Luv Films is an Indian film production company founded by childhood friends Luv Ranjan and Ankur Garg. Based in Mumbai, Luv Films produces and distributes features films and within a short span of time has established itself as one of the prominent producers in the Hindi film industry.

Establishment 

Luv Films was founded in 2021 by Luv Ranjan, screenwriter & director of De De Pyaar De Tu Jhoothi main Makkar Ankur Garg, While Luv is the creative force of the company, Ankur handles the business reigns.

Production ventures

Luv Films 

Luv Films co-produced their first film Sonu Ke Titu Ki Sweety, a romantic comedy directed by Luv Ranjan starring Kartik Aaryan, Nushrat Bharucha and Sunny Singh that released on 23 February 2018. The film received positive reviews and went on to becoming a blockbuster with its lifetime collection being more than ₹100 crore on the Indian box office.

== SUPPLIED INFORMATION ==
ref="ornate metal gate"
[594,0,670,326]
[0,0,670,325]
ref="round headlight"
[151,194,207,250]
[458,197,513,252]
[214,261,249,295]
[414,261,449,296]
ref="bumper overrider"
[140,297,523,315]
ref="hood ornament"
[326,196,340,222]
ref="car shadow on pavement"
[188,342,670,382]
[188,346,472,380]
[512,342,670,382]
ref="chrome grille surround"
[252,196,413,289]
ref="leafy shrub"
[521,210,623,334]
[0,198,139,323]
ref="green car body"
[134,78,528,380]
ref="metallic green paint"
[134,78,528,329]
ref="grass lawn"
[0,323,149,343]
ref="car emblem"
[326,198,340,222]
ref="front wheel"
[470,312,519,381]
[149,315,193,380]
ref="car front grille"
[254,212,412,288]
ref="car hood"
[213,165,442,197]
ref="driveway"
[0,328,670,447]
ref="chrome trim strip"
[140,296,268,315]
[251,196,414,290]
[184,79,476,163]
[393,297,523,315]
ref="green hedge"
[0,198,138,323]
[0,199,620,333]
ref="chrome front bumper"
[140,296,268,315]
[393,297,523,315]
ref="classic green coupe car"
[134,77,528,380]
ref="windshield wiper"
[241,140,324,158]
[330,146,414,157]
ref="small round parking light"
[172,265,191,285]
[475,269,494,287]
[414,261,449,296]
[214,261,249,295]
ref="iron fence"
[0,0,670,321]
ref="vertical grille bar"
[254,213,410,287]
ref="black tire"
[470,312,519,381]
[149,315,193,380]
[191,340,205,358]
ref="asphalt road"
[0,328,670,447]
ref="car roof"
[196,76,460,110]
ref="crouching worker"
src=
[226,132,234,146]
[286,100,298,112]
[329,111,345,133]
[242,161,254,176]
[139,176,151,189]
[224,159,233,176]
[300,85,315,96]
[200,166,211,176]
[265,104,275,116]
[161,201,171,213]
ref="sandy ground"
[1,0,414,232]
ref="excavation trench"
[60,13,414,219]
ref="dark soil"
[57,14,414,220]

== AIM 1 ==
According to the text about Luv Films, on what date was Sonu Ke Titu Ki Sweety released?
== AIM 2 ==
From the text about Luv Films, extract the passage between "Production ventures" and "Indian box office.", inclusive.

== TASK RESPONSE 1 ==
23 February 2018

== TASK RESPONSE 2 ==
Production ventures

Luv Films 

Luv Films co-produced their first film Sonu Ke Titu Ki Sweety, a romantic comedy directed by Luv Ranjan starring Kartik Aaryan, Nushrat Bharucha and Sunny Singh that released on 23 February 2018. The film received positive reviews and went on to becoming a blockbuster with its lifetime collection being more than ₹100 crore on the Indian box office.